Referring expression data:
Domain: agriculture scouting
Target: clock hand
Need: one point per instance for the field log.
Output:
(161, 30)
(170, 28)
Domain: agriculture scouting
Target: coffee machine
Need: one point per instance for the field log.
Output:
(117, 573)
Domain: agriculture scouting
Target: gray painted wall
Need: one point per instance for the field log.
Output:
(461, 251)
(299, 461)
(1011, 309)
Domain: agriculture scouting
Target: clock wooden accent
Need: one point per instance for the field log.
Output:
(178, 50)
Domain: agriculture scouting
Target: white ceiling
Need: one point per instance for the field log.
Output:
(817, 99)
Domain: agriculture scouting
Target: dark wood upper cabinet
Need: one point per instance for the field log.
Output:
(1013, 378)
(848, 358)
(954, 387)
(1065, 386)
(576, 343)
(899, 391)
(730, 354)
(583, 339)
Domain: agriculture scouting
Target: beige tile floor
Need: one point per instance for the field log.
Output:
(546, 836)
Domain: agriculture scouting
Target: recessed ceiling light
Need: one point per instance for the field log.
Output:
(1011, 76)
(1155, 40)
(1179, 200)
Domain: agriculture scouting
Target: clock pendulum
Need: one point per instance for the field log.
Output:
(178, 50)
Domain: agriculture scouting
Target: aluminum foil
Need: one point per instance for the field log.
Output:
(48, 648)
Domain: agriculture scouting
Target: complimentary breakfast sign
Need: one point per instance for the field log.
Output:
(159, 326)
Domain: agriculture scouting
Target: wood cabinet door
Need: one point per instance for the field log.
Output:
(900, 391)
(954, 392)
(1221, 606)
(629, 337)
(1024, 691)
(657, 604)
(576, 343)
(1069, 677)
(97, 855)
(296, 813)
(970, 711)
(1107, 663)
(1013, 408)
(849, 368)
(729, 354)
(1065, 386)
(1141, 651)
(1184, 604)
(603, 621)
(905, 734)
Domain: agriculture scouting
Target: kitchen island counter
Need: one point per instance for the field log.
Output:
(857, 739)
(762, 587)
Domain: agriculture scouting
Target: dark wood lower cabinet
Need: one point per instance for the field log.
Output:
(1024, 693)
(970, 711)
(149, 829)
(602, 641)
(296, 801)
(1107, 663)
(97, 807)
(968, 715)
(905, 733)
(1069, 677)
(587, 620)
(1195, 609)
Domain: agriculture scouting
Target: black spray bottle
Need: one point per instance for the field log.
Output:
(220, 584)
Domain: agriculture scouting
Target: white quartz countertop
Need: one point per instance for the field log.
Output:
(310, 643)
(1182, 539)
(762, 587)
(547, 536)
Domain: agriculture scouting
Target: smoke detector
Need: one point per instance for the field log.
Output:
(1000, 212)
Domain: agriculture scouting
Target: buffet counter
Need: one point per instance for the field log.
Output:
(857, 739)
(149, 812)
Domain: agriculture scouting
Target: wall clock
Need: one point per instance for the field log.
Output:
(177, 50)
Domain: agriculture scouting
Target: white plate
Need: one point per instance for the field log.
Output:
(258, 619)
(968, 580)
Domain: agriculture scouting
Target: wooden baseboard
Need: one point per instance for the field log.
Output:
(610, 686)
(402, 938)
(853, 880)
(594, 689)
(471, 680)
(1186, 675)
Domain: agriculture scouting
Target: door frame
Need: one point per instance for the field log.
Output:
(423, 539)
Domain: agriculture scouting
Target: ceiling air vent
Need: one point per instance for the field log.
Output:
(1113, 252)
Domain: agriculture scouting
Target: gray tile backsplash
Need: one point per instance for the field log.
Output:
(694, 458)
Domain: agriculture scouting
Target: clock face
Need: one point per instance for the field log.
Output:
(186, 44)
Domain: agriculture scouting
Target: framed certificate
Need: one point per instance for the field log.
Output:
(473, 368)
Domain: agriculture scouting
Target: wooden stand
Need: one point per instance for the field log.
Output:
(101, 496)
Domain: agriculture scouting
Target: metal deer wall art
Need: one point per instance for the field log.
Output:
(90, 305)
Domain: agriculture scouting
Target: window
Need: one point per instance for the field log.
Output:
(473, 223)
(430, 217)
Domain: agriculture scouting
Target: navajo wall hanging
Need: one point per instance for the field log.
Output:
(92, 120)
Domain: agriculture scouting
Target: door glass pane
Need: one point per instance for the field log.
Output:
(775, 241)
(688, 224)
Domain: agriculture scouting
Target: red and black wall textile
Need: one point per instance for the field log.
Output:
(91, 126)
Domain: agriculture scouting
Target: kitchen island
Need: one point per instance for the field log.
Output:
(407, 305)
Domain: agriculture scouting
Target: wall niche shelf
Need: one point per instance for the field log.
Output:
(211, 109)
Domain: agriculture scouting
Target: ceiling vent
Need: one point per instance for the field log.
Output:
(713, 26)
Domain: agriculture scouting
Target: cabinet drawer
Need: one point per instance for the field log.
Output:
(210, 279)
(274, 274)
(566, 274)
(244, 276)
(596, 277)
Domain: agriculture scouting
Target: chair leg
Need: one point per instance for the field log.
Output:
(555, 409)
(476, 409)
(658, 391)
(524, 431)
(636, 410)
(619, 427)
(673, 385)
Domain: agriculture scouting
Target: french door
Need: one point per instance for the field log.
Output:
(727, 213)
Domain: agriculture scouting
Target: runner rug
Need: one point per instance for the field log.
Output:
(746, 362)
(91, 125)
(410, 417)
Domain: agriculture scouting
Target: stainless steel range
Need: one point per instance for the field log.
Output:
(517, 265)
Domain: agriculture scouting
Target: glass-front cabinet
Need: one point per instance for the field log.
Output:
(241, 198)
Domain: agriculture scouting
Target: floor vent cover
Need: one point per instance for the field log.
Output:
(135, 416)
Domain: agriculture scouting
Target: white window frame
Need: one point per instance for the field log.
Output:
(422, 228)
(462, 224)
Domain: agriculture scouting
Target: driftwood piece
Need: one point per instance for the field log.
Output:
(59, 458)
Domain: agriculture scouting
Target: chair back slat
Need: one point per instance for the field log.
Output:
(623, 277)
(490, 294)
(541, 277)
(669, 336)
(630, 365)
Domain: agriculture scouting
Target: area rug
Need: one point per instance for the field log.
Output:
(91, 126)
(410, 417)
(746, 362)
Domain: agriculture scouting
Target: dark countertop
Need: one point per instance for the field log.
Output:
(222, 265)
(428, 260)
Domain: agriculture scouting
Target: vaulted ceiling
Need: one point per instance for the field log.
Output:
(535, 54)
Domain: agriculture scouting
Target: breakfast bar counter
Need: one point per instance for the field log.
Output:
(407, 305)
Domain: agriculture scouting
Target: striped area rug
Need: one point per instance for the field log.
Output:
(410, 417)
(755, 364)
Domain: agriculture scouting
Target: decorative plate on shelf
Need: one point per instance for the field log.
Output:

[AIM OF THE TASK] This exercise calls for repeating every line of the data exactly.

[ANSWER FOR THIS EXERCISE]
Domain: agriculture scouting
Target: clock hand
Need: one point per instance for the field log.
Output:
(161, 30)
(170, 28)
Domain: agriculture scouting
Target: coffee machine
Need: one point per instance for the field log.
Output:
(117, 573)
Domain: agriculture scouting
Target: gray painted wall
Need: one point per instance for the field log.
Output:
(461, 251)
(299, 461)
(1011, 309)
Domain: agriculture scouting
Target: clock wooden accent
Need: one point per instance for the field log.
Output:
(178, 50)
Domain: agriculture scouting
Target: white ceiling
Need: one point per instance for the field log.
Output:
(817, 99)
Domain: agriculture scouting
Target: dark wood upper cabinet
Need: one point per instance for the field log.
Output:
(1013, 378)
(848, 358)
(954, 387)
(1065, 386)
(576, 343)
(899, 391)
(730, 354)
(583, 339)
Domain: agriculture scouting
Target: beige tile floor
Need: one point per instance for the field log.
Output:
(546, 836)
Domain: agriculture scouting
Target: recessed ceiling light
Need: one point per instance for the field log.
Output:
(1011, 76)
(1155, 40)
(1179, 200)
Domain: agriculture scouting
Target: clock pendulum
Need: one point per instance for the field log.
Output:
(178, 50)
Domain: agriculture scouting
Target: aluminum foil
Need: one point per instance for the field log.
Output:
(48, 648)
Domain: agriculture scouting
Target: complimentary breakfast sign
Need: one point per instance for the field log.
Output:
(159, 326)
Domain: agriculture scouting
Target: wood cabinet door
Need: one point per instance for the field log.
Output:
(900, 391)
(954, 392)
(1221, 606)
(629, 337)
(1024, 691)
(657, 604)
(576, 343)
(1069, 677)
(97, 855)
(296, 813)
(970, 711)
(1107, 663)
(1013, 408)
(849, 368)
(729, 354)
(1065, 386)
(1141, 651)
(1184, 604)
(603, 621)
(905, 734)
Domain: agriculture scouting
Target: kitchen island counter
Need: one point per instance for the field log.
Output:
(857, 739)
(762, 587)
Domain: agriculture scouting
Target: dark wood lower cabinet
Need: one point per instance for the field log.
Output:
(1024, 693)
(970, 711)
(149, 829)
(602, 641)
(296, 801)
(1107, 663)
(97, 807)
(968, 715)
(905, 733)
(1069, 677)
(587, 620)
(1195, 609)
Domain: agriculture scouting
Target: black spray bottle
Need: one point per instance for the field log.
Output:
(220, 584)
Domain: agriculture scouting
Target: white quartz countertop
Need: one point per instance for the field log.
Output:
(310, 643)
(1182, 539)
(762, 587)
(547, 536)
Domain: agriculture scouting
Target: smoke detector
Need: one point per instance for the field log.
Output:
(1000, 212)
Domain: agriculture scouting
Target: buffet counter
Need: one point per instance for the field log.
Output:
(857, 739)
(149, 812)
Domain: agriculture scouting
Target: wall clock
Need: one point per instance for the field log.
Output:
(177, 50)
Domain: agriculture scouting
Target: white plate
Need: one point per instance for the field log.
Output:
(258, 619)
(968, 580)
Domain: agriculture scouting
Target: wooden baseboard
Need: one point per instance for the field log.
Output:
(610, 686)
(402, 938)
(853, 880)
(594, 689)
(471, 680)
(1186, 675)
Domain: agriculture scouting
Target: door frame
Need: one point per instance for the field log.
Output:
(423, 539)
Domain: agriculture scouting
Target: ceiling air vent
Need: one point per instance for the field log.
Output:
(1113, 252)
Domain: agriculture scouting
Target: gray tile backsplash
Need: one point per instance for the field log.
Output:
(694, 458)
Domain: agriculture scouting
Target: clock face
Need: one point per instance for the field log.
Output:
(186, 44)
Domain: agriculture scouting
Target: framed certificate
Need: one point per instance for the field log.
Output:
(473, 368)
Domain: agriculture scouting
Target: wooden stand
Need: one point per instance for the field log.
Output:
(101, 496)
Domain: agriculture scouting
Target: metal deer wall art
Need: one point per instance for the field log.
Output:
(90, 305)
Domain: agriculture scouting
Target: window
Need: one point per instance for the field log.
Output:
(473, 223)
(430, 217)
Domain: agriculture scouting
Target: navajo wall hanging
Need: one point per instance for the field log.
Output:
(92, 120)
Domain: agriculture scouting
Target: door glass pane
Need: one point per instance for the field log.
Output:
(775, 241)
(688, 224)
Domain: agriculture scouting
Target: red and black wall textile
Need: one point per instance for the field log.
Output:
(91, 126)
Domain: agriculture scouting
Target: kitchen island
Need: one point per instance for the field log.
Output:
(407, 305)
Domain: agriculture scouting
Target: wall niche shelf
Need: one point per instance for the field log.
Output:
(211, 109)
Domain: agriculture scouting
Target: ceiling vent
Need: one point per instance for the field log.
Output:
(713, 26)
Domain: agriculture scouting
Target: cabinet drawer
Need: one point per instance for the field log.
Output:
(210, 279)
(274, 274)
(566, 274)
(244, 276)
(596, 277)
Domain: agriculture scouting
Target: chair leg
Need: one point per instance for the field log.
Output:
(555, 409)
(476, 409)
(658, 391)
(524, 431)
(636, 410)
(619, 427)
(673, 385)
Domain: agriculture scouting
Target: french door
Need: one point per instance for the field log.
Output:
(727, 213)
Domain: agriculture scouting
Target: runner rug
Need: one point per instance for the field log.
Output:
(746, 362)
(91, 125)
(410, 417)
Domain: agriculture scouting
Target: stainless steel range
Need: one point per instance for the field log.
Output:
(517, 265)
Domain: agriculture scouting
Target: glass-front cabinet
Need: one point per instance for the field log.
Output:
(241, 198)
Domain: agriculture scouting
Target: floor vent cover
Need: one point per instance for the field log.
Output:
(135, 416)
Domain: agriculture scouting
Target: white window frame
Need: one point per instance for the field log.
Output:
(422, 228)
(462, 224)
Domain: agriculture scouting
Target: driftwood piece
Need: one point per instance for the field log.
Output:
(59, 458)
Domain: agriculture scouting
Target: chair back slat
Need: one point per instance for the field log.
Output:
(623, 277)
(490, 294)
(541, 277)
(669, 336)
(630, 365)
Domain: agriculture scouting
Target: area rug
Need: one point per instance for the field log.
Output:
(91, 126)
(410, 417)
(746, 362)
Domain: agriculture scouting
Target: dark countertop
Need: one point per instance for the field log.
Output:
(222, 265)
(428, 260)
Domain: agriculture scouting
Target: vaulted ceiling
Need: one point per instance for the field log.
Output:
(535, 54)
Domain: agriculture scouting
Target: breakfast bar counter
Need: one point per instance for the field log.
Output:
(407, 305)
Domain: agriculture scouting
Target: striped area rug
Need: one point per instance for the field log.
Output:
(410, 417)
(755, 364)
Domain: agriculture scouting
Target: decorative plate on shelf
Need: one point per instance for the field log.
Output:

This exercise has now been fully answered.